The Quest for Zero Emissions

"The need to eliminate all forms of waste will force business to create a type of integration never seen before, linking sectors with seemingly little in common." - Gunter Pauli, adviser to the Rector of the United Nations University (UNU), Tokyo, and founder of the UNU Zero Emissions Research Initiative (ZERI).

Following the quest for zero defects and zero inventory, zero emissions will become a standard objective for industry over the next decade. Quality, once considered a cost, has now become a competitive tool. Today, total quality is considered a precondition for market entry. Similarly, in twenty years, zero emissions will have become an industry standard. At UNU in Tokyo, however, the quest for zero emissions has already begun in earnest as part of UNU's Zero Emissions Research Initiative which is supported by IETC.

Worldwide, companies have embarked on programmes to reduce waste as a way of maintaining market position, gaining a competitive edge and burnishing their image. First came the necessary drive toward energy efficiency, but widely publicized pollution problems have motivated companies to go further. With increasing environmental regulations and environmental taxes, many industries have realized the advantages of reducing the costs of waste at the source instead of at the end of the pipe. While this is laudable, bolder steps are now needed to maintain competitiveness. Industry must be willing to put its present selection of raw materials under scrutiny, rethink the manufacturing and distribution process, and engage in a search for zero-emissions manufacturing.

## REQUIREMENT 1
From the records below, extract every line containing the word "dried". Case must match.

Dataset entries
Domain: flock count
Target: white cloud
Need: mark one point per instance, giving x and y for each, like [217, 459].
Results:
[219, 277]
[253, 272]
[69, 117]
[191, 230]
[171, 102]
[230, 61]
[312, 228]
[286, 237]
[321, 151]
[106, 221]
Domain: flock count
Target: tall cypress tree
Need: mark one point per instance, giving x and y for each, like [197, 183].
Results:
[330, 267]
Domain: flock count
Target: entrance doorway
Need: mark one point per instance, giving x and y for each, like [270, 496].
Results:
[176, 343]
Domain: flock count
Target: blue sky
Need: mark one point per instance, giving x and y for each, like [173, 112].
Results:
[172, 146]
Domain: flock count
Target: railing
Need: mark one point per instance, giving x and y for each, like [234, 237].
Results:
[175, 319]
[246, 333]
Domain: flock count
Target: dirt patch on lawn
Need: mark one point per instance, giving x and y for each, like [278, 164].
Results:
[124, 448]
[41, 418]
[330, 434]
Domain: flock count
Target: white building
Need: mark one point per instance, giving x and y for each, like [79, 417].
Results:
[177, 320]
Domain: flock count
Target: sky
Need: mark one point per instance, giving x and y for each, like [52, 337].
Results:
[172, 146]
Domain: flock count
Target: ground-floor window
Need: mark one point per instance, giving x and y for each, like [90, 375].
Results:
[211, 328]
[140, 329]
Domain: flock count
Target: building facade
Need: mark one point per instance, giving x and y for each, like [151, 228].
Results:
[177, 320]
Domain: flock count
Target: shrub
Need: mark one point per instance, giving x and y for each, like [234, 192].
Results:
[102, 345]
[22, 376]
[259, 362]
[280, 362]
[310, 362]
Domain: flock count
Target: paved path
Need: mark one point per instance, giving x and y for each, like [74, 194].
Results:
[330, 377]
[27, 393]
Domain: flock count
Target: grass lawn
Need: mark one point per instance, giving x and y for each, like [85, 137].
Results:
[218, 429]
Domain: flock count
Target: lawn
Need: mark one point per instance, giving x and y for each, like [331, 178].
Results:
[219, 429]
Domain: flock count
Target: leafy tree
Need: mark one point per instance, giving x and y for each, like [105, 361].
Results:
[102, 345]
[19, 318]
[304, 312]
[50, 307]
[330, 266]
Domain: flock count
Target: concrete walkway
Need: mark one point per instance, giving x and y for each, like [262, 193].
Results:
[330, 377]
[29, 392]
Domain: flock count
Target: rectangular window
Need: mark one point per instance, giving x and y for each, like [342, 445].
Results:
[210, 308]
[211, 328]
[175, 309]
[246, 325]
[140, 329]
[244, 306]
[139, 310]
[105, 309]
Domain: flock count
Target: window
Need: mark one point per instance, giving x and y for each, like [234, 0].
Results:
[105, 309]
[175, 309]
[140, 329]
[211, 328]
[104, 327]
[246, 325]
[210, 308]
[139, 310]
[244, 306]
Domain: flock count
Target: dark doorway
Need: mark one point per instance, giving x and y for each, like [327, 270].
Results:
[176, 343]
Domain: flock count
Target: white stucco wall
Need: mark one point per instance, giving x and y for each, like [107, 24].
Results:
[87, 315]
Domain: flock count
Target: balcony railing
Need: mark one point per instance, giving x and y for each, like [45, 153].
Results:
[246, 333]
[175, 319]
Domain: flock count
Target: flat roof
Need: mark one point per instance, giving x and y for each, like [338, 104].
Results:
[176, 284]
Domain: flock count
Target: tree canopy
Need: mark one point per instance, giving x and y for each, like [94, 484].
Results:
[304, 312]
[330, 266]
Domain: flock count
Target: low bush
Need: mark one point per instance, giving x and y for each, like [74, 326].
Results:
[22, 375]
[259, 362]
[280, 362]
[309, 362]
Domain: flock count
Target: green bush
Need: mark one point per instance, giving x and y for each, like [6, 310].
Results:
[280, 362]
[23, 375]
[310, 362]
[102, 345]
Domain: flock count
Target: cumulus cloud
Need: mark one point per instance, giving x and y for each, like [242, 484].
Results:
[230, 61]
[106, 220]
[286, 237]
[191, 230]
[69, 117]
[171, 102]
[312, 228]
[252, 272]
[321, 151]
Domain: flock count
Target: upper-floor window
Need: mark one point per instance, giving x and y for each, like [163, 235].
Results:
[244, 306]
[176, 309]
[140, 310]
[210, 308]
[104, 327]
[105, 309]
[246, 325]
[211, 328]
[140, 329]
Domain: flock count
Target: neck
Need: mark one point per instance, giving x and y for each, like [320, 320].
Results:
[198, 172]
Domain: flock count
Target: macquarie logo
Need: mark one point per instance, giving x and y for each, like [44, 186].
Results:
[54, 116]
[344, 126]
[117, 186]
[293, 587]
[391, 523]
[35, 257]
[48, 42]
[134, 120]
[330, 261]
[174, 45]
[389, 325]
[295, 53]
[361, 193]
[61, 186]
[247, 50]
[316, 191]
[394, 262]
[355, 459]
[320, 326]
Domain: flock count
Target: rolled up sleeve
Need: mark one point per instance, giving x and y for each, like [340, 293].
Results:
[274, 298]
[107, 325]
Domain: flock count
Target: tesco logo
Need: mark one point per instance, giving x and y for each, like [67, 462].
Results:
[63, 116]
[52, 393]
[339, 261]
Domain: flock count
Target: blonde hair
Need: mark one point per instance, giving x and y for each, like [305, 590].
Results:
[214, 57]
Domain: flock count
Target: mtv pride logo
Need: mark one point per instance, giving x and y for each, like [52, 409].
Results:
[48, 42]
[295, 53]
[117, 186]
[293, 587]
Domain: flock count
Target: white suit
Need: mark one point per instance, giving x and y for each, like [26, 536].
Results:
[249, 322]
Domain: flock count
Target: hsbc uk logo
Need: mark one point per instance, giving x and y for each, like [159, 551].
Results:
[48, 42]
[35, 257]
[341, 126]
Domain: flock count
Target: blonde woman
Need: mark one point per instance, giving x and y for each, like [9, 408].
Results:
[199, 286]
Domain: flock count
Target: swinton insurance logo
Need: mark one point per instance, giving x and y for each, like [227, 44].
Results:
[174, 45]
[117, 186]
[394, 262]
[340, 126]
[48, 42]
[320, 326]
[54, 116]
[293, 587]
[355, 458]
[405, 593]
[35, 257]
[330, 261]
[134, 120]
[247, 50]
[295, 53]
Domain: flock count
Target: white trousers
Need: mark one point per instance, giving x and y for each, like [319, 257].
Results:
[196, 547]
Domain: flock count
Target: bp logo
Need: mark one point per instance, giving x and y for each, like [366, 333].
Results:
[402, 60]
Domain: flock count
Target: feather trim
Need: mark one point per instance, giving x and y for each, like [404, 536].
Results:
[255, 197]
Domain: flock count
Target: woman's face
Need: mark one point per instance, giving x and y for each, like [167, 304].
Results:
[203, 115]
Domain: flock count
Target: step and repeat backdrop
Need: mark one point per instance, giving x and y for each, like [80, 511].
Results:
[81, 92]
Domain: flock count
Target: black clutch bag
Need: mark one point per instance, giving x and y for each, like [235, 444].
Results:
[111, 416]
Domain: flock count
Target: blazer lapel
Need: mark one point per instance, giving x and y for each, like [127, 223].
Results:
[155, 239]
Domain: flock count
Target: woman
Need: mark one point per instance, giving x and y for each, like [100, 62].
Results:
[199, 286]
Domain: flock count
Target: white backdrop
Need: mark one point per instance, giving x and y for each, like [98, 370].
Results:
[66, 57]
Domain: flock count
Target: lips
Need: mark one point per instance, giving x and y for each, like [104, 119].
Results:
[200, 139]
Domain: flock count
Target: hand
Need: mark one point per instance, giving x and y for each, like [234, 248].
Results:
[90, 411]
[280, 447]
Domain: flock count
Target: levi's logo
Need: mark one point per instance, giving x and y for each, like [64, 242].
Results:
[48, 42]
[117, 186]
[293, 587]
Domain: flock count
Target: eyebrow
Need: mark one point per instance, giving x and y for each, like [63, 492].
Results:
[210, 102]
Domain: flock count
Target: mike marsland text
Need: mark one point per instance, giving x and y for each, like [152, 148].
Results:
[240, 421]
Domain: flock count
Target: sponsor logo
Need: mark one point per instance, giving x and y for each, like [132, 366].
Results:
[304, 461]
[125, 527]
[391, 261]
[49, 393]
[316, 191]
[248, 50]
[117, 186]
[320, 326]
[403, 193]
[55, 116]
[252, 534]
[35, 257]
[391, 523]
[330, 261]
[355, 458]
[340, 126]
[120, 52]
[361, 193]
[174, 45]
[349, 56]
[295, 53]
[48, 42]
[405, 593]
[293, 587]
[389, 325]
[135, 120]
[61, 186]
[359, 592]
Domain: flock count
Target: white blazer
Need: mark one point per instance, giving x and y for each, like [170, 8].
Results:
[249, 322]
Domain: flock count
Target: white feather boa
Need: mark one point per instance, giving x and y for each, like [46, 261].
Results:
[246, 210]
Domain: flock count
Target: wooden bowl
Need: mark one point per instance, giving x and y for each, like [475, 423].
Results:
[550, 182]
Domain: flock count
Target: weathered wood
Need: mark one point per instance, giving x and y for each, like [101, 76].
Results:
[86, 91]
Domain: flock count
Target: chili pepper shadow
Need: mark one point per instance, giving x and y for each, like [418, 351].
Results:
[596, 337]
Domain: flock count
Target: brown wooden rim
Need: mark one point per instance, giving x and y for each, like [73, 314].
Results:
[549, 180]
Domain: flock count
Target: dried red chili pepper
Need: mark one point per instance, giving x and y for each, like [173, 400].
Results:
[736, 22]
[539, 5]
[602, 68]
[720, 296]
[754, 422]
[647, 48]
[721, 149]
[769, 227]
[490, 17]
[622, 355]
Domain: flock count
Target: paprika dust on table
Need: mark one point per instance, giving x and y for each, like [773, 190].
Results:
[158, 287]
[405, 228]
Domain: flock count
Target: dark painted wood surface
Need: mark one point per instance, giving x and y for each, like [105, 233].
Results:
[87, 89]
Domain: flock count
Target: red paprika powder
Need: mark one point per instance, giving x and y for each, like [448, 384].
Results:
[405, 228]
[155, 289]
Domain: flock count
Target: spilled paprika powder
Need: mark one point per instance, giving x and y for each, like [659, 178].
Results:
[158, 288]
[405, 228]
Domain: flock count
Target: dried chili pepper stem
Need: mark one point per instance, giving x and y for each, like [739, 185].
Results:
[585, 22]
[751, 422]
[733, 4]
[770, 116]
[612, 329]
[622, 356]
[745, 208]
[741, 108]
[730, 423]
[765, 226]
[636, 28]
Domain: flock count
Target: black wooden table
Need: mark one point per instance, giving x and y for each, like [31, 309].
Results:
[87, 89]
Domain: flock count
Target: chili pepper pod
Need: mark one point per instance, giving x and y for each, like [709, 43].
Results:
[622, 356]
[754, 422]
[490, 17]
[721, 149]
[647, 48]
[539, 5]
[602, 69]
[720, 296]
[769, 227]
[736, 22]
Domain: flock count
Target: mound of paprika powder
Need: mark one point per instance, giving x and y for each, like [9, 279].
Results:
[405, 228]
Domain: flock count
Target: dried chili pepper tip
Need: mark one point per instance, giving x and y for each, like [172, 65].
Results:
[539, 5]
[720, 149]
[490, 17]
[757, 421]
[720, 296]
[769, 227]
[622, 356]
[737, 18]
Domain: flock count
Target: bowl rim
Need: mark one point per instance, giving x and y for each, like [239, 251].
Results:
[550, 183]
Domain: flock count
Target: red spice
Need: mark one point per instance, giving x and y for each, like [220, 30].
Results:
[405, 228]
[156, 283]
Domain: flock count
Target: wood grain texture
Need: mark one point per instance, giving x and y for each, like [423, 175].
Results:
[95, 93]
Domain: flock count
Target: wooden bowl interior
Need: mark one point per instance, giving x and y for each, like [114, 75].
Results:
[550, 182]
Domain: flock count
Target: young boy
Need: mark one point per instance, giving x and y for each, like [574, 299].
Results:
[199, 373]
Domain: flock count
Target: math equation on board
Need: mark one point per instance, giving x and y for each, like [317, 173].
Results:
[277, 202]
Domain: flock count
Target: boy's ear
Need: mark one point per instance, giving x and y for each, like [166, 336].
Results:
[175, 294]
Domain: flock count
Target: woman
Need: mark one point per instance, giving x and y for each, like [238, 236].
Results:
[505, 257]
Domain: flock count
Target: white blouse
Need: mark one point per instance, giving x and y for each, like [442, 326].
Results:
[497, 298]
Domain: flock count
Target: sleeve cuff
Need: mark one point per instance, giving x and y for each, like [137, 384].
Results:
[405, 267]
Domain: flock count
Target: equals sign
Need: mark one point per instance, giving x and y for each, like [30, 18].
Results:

## REQUIREMENT 2
Write out the zero-emissions text above from "Worldwide, companies have" to "for zero-emissions manufacturing.", word for word.

## OUTPUT 1
Target: dried red chili pepper
Target: dried chili pepper stem
Target: dried chili pepper tip

## OUTPUT 2
Worldwide, companies have embarked on programmes to reduce waste as a way of maintaining market position, gaining a competitive edge and burnishing their image. First came the necessary drive toward energy efficiency, but widely publicized pollution problems have motivated companies to go further. With increasing environmental regulations and environmental taxes, many industries have realized the advantages of reducing the costs of waste at the source instead of at the end of the pipe. While this is laudable, bolder steps are now needed to maintain competitiveness. Industry must be willing to put its present selection of raw materials under scrutiny, rethink the manufacturing and distribution process, and engage in a search for zero-emissions manufacturing.